What the exercise asks — Return, word for word, only the lines from the one containing "point: white sneaker" through the last line of the entries.

Supplied data —
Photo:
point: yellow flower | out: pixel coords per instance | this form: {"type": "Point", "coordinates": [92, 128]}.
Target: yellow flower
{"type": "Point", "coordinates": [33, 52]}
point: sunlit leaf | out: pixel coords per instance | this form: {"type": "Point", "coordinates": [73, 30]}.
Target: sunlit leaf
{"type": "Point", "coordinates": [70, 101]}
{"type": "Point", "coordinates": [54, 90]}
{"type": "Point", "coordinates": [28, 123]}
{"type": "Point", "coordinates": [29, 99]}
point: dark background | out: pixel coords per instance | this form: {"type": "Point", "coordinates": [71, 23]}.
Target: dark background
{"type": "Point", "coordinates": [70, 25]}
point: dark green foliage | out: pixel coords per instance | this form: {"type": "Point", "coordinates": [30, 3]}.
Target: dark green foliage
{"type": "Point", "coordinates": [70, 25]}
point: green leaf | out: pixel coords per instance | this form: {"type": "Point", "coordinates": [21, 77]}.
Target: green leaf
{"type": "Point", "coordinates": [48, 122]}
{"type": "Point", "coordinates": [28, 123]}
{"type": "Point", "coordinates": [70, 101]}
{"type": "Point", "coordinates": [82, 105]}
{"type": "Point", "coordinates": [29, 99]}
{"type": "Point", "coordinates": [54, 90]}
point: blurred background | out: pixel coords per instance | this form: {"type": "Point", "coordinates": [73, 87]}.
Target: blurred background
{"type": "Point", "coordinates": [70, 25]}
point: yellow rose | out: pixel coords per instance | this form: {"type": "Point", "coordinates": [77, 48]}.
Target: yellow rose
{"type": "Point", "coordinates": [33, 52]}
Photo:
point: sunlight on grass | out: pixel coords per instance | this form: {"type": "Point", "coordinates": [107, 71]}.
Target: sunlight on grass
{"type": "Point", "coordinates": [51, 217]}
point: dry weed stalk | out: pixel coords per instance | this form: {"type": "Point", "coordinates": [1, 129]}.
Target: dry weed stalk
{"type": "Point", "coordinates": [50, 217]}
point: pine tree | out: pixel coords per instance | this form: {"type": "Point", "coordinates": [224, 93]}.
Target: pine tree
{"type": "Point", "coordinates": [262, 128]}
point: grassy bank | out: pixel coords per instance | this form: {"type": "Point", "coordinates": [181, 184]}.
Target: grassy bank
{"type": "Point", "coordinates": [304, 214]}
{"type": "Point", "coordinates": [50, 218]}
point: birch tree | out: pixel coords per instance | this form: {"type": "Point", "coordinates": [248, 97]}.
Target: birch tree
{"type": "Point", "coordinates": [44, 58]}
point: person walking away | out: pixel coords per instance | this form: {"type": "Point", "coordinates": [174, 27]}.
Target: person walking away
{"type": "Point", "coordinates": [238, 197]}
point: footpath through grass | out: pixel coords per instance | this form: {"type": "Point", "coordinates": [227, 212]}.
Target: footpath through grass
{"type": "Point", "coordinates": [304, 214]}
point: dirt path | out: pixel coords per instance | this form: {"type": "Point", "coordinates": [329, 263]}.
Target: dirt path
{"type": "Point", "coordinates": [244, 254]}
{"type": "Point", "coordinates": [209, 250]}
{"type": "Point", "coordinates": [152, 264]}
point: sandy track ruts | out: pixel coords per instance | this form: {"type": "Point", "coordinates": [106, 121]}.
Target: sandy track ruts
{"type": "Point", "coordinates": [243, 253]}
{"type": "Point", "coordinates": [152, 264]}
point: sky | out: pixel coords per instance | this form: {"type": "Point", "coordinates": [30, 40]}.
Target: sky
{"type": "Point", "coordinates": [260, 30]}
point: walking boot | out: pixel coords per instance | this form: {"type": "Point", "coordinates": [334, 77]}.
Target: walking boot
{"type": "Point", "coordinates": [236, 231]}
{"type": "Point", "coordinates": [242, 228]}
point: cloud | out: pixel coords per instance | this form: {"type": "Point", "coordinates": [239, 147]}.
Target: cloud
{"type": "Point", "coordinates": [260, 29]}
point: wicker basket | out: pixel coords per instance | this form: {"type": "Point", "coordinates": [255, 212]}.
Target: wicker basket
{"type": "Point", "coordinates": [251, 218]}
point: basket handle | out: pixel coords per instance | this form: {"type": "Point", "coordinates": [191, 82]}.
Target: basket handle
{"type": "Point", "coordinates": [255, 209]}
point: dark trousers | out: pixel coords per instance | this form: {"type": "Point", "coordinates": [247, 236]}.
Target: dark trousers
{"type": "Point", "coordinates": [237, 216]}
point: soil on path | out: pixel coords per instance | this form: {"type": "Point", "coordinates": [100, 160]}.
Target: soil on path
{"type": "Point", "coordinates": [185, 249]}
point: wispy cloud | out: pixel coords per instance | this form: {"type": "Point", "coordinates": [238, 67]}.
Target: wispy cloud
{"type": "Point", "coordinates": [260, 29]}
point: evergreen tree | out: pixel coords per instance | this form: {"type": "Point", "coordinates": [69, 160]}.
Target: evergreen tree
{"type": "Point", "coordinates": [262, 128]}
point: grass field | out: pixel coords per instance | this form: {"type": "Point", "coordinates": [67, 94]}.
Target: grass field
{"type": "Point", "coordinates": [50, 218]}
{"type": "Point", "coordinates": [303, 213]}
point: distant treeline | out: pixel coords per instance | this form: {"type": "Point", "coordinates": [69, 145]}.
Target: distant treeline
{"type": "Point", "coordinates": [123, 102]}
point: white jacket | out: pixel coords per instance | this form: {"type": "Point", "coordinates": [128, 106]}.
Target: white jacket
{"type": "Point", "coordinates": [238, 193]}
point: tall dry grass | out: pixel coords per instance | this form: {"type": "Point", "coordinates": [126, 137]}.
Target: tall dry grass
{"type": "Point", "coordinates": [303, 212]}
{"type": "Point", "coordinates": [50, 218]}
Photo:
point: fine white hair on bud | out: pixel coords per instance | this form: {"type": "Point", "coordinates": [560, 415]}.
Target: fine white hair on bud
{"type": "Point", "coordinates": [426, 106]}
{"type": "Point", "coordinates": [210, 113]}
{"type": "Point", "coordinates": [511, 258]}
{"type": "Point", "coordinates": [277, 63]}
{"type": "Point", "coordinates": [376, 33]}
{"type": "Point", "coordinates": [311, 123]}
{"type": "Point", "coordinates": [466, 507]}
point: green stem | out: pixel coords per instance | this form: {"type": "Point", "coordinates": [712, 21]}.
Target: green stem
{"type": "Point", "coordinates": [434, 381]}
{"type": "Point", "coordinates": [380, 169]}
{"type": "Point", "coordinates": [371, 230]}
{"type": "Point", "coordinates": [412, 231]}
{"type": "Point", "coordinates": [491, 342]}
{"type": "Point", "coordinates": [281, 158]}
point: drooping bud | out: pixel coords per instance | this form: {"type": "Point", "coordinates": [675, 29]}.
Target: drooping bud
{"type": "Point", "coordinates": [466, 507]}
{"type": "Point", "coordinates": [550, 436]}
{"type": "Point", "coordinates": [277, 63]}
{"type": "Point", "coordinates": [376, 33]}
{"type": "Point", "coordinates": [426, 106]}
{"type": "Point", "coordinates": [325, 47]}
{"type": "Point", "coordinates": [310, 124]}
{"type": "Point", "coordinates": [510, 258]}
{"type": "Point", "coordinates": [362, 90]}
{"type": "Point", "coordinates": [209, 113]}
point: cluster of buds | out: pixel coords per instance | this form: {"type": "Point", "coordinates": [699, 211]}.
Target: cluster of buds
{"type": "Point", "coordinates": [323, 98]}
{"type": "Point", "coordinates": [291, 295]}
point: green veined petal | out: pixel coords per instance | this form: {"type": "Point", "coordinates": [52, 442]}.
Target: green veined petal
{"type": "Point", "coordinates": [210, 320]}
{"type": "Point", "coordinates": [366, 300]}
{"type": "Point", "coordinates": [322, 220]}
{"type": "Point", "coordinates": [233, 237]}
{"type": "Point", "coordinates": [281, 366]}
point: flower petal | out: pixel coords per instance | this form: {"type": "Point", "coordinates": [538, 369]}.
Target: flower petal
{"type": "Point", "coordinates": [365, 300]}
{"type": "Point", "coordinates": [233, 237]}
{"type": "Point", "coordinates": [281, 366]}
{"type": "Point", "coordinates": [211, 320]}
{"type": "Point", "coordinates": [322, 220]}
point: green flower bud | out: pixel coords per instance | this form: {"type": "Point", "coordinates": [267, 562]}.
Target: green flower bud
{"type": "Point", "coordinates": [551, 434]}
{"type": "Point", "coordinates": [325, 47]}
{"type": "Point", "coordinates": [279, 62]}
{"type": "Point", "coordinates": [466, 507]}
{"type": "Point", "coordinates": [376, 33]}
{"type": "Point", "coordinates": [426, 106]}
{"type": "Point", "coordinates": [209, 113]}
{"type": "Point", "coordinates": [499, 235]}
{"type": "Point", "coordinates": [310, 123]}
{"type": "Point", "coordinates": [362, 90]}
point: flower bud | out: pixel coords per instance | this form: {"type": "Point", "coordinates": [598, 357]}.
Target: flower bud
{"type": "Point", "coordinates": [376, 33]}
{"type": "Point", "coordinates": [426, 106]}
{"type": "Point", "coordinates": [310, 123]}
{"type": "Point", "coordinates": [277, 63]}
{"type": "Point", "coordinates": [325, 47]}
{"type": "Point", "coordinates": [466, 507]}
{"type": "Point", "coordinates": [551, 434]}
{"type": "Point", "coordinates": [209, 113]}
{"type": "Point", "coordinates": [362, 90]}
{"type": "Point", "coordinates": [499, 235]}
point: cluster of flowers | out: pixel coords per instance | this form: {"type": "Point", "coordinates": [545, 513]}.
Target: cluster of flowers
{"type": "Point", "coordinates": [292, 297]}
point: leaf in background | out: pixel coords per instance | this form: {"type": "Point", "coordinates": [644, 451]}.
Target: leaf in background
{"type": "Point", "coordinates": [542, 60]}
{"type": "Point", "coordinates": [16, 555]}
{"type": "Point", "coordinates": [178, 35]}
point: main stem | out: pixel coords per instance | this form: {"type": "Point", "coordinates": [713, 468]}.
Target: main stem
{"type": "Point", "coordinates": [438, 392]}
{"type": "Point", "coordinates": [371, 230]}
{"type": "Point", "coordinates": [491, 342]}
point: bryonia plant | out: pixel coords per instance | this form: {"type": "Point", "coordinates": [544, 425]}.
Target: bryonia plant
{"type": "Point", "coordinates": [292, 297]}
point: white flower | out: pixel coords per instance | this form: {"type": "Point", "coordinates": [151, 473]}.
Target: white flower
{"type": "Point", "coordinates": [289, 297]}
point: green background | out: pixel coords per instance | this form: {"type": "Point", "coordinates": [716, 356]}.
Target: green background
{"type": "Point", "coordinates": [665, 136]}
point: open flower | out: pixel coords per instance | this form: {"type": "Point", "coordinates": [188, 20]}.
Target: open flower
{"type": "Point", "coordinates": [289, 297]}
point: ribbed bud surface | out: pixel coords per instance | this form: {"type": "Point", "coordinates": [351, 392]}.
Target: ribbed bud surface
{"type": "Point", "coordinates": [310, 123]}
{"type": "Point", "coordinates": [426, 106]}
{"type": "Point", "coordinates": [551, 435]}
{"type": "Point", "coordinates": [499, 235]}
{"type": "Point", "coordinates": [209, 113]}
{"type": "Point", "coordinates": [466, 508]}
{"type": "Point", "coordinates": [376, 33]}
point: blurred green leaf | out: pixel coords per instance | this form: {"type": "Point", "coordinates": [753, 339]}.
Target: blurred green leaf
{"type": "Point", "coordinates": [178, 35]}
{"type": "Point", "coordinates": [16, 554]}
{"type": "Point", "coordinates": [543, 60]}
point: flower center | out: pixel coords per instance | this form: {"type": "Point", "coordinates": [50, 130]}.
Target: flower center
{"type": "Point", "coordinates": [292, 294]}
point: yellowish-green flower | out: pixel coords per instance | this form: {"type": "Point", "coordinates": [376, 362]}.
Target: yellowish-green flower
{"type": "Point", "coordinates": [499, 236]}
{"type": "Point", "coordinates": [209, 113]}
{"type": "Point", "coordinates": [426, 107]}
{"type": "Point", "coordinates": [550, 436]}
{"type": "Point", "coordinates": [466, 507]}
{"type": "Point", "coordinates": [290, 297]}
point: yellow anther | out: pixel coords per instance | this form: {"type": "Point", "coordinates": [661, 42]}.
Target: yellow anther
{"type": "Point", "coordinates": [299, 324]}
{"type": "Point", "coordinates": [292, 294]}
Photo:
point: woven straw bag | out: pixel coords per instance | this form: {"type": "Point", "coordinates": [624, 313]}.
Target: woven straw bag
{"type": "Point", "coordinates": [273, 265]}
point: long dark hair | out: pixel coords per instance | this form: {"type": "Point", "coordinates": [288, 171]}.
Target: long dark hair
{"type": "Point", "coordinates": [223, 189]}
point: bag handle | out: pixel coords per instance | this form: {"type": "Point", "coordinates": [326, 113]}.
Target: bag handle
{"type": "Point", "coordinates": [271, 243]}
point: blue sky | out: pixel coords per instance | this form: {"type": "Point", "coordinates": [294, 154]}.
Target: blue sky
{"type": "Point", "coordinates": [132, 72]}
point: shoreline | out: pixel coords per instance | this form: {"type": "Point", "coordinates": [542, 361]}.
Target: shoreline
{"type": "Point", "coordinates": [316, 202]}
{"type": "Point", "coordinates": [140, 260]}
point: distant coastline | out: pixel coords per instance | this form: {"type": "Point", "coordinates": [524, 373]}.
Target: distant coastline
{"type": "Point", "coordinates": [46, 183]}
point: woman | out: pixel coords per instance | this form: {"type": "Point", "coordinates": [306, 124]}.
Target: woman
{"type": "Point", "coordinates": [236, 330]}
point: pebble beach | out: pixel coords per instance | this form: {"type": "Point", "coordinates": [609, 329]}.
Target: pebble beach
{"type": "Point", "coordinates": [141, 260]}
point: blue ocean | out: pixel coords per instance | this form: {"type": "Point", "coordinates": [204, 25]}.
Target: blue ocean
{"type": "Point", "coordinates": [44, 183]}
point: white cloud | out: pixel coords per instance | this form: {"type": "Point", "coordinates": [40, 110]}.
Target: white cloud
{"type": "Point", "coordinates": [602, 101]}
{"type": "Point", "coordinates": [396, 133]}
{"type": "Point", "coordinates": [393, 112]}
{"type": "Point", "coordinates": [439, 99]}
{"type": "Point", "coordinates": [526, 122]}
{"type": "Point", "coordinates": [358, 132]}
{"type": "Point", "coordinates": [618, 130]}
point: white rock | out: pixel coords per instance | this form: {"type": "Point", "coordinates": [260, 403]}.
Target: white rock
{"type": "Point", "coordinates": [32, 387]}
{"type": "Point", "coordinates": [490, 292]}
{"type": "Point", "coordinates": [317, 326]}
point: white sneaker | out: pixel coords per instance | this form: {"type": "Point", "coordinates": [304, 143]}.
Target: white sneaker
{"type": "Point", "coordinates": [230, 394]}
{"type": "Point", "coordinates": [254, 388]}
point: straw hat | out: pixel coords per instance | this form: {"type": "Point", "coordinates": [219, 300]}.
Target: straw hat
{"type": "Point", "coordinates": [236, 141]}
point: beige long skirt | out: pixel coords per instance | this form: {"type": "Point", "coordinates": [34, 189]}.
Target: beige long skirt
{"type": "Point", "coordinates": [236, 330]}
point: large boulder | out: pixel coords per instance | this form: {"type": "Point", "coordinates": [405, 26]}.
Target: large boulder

Full response —
point: white sneaker | out: pixel coords per instance | this form: {"type": "Point", "coordinates": [304, 143]}.
Target: white sneaker
{"type": "Point", "coordinates": [230, 394]}
{"type": "Point", "coordinates": [254, 388]}
point: straw hat | out: pixel coords per instance | this form: {"type": "Point", "coordinates": [219, 300]}.
Target: straw hat
{"type": "Point", "coordinates": [236, 141]}
point: beige long skirt | out: pixel coords per instance | this form: {"type": "Point", "coordinates": [34, 189]}.
Target: beige long skirt
{"type": "Point", "coordinates": [236, 330]}
point: large boulder | out: pixel coords per instance | this form: {"type": "Point", "coordinates": [405, 26]}.
Target: large boulder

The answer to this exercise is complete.